Jet trajectory images may suffer from radiometric distortion [31] and geometric distortion [32], where radiometric distortion leads to unrealistic brightness and color in the images, while geometric distortion may cause shifts or deformations in the positions and shapes of the jet trajectory within the images. To address radiometric distortion, radiometric correction methods adjust the exposure and color balance of the images to restore their true radiometric information, while geometric correction methods manipulate the images through rotation, scaling, and translation to correct the positions and shapes of the jet trajectory, making them more accurate and reliable.

As shown in Figure 3, upon receiving the jet trajectory images, the initial step involves resizing each image to dimensions of 1000 and 600 to address potential geometric distortions and ensure uniformity and compatibility across the dataset. Following this, augmentation techniques are applied, where images are randomly flipped horizontally with a probability of 0.5. This flipping process not only enhances the dataset’s diversity but also aids in mitigating geometric distortions, particularly when dealing with varied orientations of jet trajectory in real-world scenarios. Additionally, resizing facilitates efficient processing and analysis of the images, ensuring consistency in feature extraction and model performance across different platforms and computational environments. Figure 4 provides a visual representation of the image-flipping process. The top row displays the original images, while the bottom row exhibits the images after undergoing the flipping transformation.

• _EXTRACTED ENTRIES_
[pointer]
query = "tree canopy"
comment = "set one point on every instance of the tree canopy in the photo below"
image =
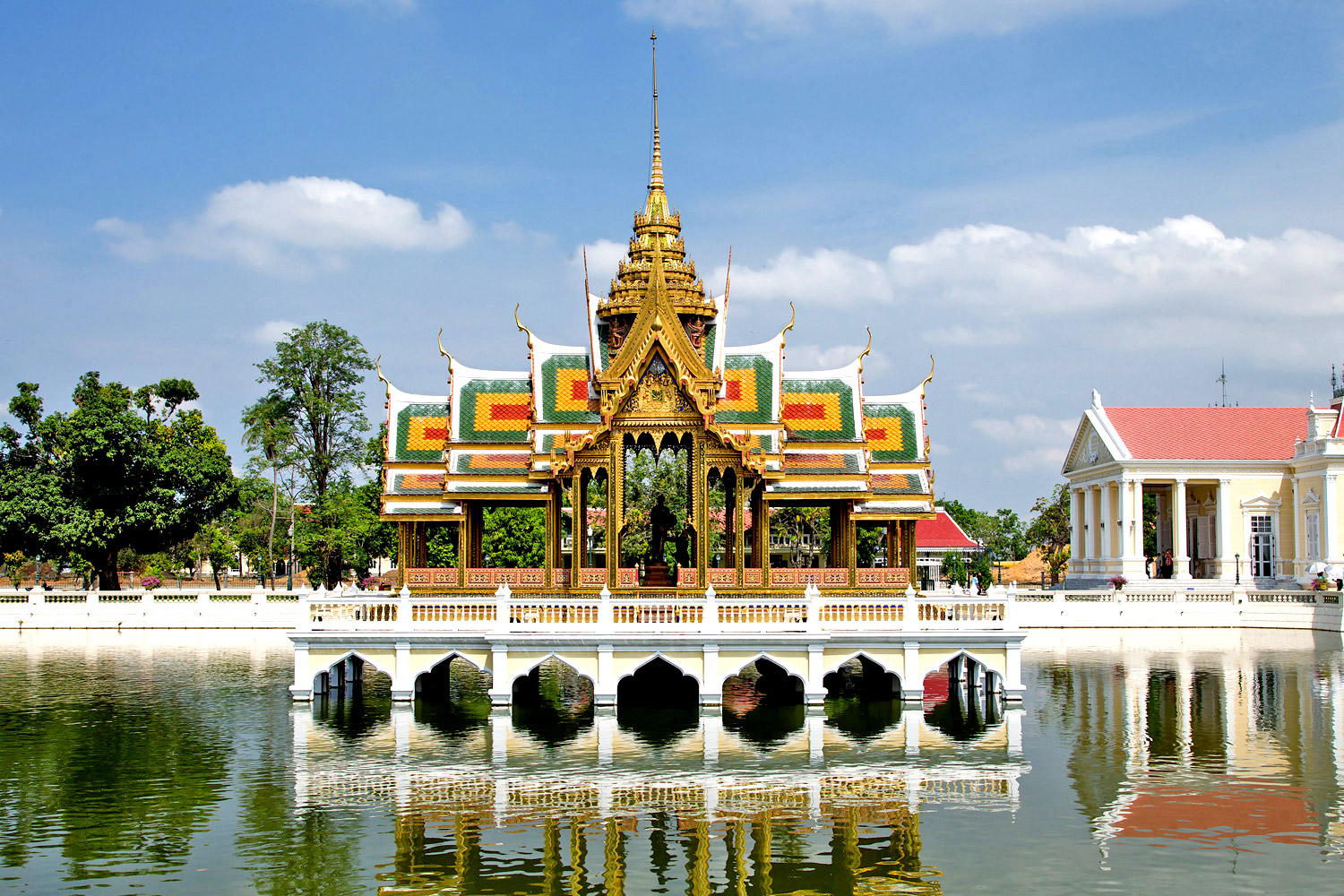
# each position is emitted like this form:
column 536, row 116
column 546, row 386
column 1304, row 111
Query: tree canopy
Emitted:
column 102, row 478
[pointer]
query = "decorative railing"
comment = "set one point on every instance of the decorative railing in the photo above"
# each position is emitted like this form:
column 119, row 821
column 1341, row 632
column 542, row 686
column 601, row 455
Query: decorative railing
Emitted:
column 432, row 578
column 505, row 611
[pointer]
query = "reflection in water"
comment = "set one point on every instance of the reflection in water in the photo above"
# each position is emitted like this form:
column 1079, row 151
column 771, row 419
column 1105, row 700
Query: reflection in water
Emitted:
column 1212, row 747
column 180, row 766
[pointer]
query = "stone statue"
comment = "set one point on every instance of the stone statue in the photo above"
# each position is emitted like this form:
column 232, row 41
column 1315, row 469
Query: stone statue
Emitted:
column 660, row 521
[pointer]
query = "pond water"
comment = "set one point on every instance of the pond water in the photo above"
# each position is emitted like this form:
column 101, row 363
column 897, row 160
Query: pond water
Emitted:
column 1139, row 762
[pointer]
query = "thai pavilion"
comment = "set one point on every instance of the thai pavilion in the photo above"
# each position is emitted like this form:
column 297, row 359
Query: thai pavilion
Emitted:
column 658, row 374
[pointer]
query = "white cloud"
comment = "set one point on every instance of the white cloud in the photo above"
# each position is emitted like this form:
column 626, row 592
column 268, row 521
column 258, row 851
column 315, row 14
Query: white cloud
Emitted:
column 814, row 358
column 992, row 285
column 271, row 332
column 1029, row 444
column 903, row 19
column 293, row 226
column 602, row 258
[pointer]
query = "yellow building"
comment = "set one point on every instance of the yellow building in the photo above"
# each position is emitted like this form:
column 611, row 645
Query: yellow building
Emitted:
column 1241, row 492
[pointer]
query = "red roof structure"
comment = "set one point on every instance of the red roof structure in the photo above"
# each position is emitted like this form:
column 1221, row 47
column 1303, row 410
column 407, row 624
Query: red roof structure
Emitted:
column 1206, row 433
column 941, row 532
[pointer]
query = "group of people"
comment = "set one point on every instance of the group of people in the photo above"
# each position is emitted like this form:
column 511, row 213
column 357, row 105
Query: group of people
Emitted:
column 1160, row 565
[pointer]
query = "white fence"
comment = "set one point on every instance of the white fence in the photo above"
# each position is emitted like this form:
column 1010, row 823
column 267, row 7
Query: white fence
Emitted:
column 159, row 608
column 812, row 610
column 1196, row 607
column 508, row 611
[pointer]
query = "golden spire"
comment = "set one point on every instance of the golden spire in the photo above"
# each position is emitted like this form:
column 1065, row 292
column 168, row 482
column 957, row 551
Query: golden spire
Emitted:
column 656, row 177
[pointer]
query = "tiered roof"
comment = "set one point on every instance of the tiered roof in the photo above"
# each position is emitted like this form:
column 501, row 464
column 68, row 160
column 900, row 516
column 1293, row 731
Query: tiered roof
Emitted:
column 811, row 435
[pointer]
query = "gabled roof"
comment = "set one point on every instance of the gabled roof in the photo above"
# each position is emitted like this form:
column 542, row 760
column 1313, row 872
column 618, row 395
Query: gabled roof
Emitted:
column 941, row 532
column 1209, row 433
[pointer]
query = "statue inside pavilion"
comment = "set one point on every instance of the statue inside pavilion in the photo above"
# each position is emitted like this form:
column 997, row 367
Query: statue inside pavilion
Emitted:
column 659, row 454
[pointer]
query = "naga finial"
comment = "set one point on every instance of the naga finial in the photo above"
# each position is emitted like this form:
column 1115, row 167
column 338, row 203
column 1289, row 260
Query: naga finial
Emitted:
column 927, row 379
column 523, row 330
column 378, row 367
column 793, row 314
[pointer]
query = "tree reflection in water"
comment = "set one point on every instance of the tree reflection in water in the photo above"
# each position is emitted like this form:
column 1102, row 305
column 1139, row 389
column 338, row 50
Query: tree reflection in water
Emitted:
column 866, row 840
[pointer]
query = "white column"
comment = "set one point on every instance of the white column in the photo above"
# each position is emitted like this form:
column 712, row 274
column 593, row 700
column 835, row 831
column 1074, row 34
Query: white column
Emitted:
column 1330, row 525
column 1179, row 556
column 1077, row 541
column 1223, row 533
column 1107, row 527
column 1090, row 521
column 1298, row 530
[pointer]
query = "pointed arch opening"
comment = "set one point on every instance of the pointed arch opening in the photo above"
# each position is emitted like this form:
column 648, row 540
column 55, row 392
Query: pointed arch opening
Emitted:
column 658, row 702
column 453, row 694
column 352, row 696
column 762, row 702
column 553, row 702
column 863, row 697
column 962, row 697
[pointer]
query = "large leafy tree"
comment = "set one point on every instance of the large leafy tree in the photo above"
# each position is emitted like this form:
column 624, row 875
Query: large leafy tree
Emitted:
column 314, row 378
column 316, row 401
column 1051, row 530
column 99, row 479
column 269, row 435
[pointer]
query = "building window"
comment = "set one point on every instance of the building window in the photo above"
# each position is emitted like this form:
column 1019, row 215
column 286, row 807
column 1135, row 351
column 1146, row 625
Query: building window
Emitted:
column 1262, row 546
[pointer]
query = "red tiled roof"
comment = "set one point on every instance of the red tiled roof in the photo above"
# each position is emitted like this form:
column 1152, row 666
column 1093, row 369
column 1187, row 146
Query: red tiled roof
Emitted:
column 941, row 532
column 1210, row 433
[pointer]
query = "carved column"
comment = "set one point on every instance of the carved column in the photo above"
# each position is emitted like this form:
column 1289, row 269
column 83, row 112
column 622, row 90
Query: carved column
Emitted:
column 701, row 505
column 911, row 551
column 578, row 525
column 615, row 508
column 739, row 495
* * *
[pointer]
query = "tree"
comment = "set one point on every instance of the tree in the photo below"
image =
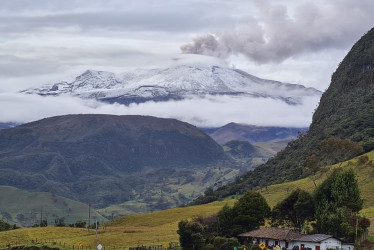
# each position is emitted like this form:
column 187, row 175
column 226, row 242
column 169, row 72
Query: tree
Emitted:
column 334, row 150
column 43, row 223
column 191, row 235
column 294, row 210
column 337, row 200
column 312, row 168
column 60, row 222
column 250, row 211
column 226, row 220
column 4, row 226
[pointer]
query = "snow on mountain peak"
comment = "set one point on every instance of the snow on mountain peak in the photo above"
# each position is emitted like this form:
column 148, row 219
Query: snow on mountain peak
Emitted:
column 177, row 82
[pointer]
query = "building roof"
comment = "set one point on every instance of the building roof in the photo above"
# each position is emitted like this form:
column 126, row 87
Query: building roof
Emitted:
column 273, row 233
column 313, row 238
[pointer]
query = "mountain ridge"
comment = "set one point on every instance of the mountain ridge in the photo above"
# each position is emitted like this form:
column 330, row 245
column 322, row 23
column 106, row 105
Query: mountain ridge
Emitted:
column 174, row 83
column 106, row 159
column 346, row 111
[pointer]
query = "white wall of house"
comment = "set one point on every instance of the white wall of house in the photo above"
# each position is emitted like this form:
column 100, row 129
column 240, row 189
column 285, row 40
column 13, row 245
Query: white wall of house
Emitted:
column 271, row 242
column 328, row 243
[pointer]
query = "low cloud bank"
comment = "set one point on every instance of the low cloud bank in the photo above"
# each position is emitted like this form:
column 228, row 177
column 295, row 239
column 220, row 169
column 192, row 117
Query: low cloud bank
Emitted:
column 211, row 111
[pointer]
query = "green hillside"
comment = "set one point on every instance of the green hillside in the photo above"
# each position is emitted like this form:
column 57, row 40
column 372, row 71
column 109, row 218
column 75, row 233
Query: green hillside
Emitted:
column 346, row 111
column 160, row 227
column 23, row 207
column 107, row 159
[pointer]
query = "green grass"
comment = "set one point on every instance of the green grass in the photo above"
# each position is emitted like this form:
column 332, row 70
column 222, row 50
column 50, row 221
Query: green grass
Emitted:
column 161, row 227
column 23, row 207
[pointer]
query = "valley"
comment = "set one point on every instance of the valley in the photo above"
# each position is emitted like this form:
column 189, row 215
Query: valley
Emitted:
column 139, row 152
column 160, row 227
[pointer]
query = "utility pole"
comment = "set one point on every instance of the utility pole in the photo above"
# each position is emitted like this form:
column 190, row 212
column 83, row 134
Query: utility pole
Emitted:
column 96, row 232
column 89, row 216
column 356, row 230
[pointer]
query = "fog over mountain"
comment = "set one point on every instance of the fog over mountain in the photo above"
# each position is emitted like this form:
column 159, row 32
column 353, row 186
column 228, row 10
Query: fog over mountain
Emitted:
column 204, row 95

• _INSTRUCTION 1_
Please summarize the jet trajectory passage in two sentences.
• _INSTRUCTION 2_
Extract every line of the records that contains the string "thai", treating uppercase and lowercase as different.
The jet trajectory passage and the records have no connection to each other.

• _FULL RESPONSE 1_
Jet trajectory images can suffer from radiometric distortion, which produces unrealistic brightness and color, and from geometric distortion, which shifts or deforms the trajectory's positions and shapes. Radiometric correction adjusts exposure and color balance, and geometric correction uses rotation, scaling, and translation; in the described process, each image is resized to 1000 and 600 and then randomly flipped horizontally with a probability of 0.5 to add diversity and mitigate geometric distortions.

• _FULL RESPONSE 2_
query = "thai pavilion"
comment = "set one point on every instance of the thai pavilion in the photo above"
Query: thai pavilion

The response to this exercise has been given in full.